-- INFORMATION SHOWN start --

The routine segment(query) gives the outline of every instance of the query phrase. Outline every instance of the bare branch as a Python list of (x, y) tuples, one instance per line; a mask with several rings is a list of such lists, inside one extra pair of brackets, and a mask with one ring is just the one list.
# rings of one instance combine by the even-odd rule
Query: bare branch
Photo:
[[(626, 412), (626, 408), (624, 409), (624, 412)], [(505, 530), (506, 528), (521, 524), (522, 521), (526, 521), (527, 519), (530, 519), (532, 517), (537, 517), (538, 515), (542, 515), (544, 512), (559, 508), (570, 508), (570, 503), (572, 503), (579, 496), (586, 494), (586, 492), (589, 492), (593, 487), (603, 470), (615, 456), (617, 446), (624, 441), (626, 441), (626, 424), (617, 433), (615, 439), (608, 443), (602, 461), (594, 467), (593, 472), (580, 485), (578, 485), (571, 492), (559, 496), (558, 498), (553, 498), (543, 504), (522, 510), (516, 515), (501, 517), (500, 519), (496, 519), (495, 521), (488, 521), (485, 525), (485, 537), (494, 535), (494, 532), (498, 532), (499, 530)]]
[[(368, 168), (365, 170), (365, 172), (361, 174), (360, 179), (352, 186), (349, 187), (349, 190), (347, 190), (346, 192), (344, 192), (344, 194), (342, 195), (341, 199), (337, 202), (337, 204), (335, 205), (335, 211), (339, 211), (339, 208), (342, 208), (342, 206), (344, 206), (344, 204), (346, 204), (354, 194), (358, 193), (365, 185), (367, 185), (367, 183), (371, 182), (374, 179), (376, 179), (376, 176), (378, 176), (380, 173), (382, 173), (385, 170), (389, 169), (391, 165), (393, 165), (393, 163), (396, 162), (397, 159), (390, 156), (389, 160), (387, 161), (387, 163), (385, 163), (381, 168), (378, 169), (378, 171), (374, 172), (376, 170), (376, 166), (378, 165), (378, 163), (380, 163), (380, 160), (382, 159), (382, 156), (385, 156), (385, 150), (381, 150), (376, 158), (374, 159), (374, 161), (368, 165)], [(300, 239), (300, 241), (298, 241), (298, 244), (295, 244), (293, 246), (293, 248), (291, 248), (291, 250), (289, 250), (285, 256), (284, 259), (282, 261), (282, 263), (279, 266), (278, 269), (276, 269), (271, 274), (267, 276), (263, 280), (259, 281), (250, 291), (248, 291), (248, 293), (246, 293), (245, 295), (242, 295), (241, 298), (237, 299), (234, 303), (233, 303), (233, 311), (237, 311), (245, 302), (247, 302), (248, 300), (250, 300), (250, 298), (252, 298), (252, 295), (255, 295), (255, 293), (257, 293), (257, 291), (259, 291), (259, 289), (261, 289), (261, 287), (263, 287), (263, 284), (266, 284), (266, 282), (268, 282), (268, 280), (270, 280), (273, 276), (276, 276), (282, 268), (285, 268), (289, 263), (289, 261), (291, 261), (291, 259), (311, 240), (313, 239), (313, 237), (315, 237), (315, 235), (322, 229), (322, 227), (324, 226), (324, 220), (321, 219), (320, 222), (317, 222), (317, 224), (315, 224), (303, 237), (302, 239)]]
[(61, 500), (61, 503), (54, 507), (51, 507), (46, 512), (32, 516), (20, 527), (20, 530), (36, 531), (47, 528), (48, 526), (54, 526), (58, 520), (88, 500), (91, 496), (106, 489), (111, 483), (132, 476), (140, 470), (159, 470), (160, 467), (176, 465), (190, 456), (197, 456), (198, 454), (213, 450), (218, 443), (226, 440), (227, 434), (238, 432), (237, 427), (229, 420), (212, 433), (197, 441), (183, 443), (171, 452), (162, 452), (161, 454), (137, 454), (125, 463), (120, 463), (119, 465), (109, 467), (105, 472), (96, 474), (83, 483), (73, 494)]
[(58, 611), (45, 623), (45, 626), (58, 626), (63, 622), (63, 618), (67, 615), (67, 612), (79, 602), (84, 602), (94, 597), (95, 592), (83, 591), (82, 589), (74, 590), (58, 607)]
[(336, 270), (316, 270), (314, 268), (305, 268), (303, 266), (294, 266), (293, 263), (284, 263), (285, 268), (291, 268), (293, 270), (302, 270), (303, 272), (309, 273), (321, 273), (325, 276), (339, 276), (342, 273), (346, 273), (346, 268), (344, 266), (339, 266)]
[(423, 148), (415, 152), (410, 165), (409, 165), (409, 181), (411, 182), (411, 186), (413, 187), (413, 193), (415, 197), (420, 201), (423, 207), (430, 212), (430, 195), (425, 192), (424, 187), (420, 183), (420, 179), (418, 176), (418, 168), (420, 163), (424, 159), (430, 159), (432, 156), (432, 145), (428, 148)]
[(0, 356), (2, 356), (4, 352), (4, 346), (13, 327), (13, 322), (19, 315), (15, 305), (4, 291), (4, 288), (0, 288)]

-- INFORMATION SHOWN end --

Could you rewrite the material from its first line through the line that contains "532), (499, 530)]]", substituting "leafless limb" for "bare branch" and leaving everything else unchanged?

:: CORRECT RESPONSE ::
The routine segment(query) gives the outline of every instance of the query phrase. Outline every instance of the leafless limb as a Python list of (x, y) tuples, one instance per line; a mask with several rings is a list of such lists, inside one extra pair of brackets, and a mask with one ring is just the one list.
# rings of one instance combine by the even-odd rule
Query: leafless limb
Photo:
[[(626, 412), (626, 408), (624, 409), (624, 412)], [(505, 530), (506, 528), (521, 524), (522, 521), (526, 521), (527, 519), (530, 519), (532, 517), (537, 517), (538, 515), (542, 515), (544, 512), (559, 508), (570, 508), (570, 503), (572, 503), (579, 496), (586, 494), (586, 492), (589, 492), (593, 487), (603, 470), (615, 456), (617, 446), (624, 441), (626, 441), (626, 424), (617, 433), (615, 439), (608, 443), (602, 461), (594, 467), (593, 472), (580, 485), (578, 485), (571, 492), (559, 496), (558, 498), (553, 498), (543, 504), (522, 510), (516, 515), (501, 517), (500, 519), (496, 519), (495, 521), (488, 521), (485, 525), (485, 537), (494, 535), (494, 532), (498, 532), (499, 530)]]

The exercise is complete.